(Beginning of DATA EXTRACT)

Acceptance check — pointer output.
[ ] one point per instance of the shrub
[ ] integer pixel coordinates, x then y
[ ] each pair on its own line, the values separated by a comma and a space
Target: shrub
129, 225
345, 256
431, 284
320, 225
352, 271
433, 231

(End of DATA EXTRACT)

- ASSIGNED TASK
Write out, please, only the lines from the one with "[ ] integer pixel coordinates, x then y" through the last line above, both included and unchanged.

- TASK OUTPUT
[ ] integer pixel coordinates, x then y
[ ] each pair on its own line, the values separated by a comma and a space
Target: shrub
129, 225
345, 256
431, 284
320, 225
352, 271
433, 231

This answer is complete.